Top of Input data

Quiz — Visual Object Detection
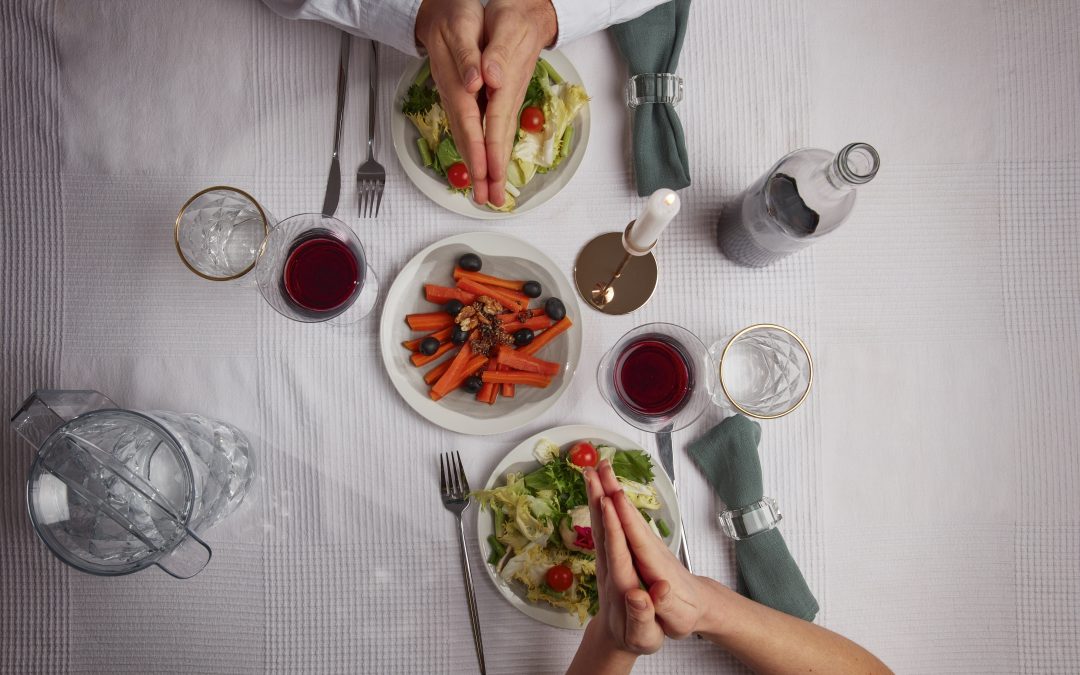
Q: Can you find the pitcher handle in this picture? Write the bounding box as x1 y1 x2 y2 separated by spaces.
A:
155 529 213 579
10 390 118 449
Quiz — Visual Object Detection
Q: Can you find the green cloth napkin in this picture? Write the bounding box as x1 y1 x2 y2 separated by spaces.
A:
609 0 692 196
688 415 819 621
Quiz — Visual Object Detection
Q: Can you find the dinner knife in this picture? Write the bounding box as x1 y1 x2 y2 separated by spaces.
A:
321 32 350 217
657 425 694 575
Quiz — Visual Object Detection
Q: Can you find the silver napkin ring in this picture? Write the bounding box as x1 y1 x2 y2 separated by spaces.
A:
718 497 783 540
626 73 684 109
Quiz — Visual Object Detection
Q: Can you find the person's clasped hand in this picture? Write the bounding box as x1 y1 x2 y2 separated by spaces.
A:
414 0 558 207
586 461 728 644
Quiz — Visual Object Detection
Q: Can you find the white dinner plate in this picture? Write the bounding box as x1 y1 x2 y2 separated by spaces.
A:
390 49 591 220
378 232 582 435
476 425 684 630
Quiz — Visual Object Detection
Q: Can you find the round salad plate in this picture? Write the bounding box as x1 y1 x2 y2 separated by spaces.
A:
379 232 582 435
390 48 591 220
477 425 684 630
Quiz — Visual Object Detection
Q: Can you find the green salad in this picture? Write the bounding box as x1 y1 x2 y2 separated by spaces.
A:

Bottom of Input data

What needs to be done
All of the entries must be reproduced exactly, apart from the pictures, which are to be dropped.

Worked solution
Quiz — Visual Object Detection
Q: Can you find the pitcher handle in this picture? Write the bounding box as x1 y1 x2 y2 separated by spaces.
A:
155 529 213 579
10 390 118 449
Quiz — Visual Object Detection
Q: Can you find the green cloth napkin in this picture? Write the bounding box as x1 y1 x2 y2 separated by spaces.
A:
609 0 692 196
688 415 819 621
Quiz — Visual Object Detection
Q: Can you find the dinner knife in this picture? Write the bounding box as x1 y1 x2 y2 separated by spaces.
A:
321 32 350 217
657 425 694 575
Quiz — Visual Object Detection
Q: Can you find the silver napkin ring in this picture? Write the bounding box as x1 y1 x2 y2 separated by spaces.
A:
718 497 783 540
626 73 684 109
Quiz — Visual Object Detection
Q: Can you find the person's clasped hand in this picture? Write the bounding box as x1 y1 x2 y2 separated by spaces.
A:
414 0 558 207
586 461 728 644
Quiz — Visual Object Detection
Q: Can you find the white dinner plate in this picture? Write the bounding box as x1 y1 x2 y2 separated by spaces.
A:
390 49 591 220
378 232 582 435
476 425 684 630
Quiz — Visual Object Detection
Q: Can you find the round salad plate in this picture? Write the bounding box as x1 y1 x2 y2 separated by spaces.
A:
379 232 582 435
390 48 591 220
477 425 684 630
Quiz — Visual Object Detection
Q: Can you find the green salad in this picture? Write the bounding box as x1 y1 x2 y2 separated by spaces.
A:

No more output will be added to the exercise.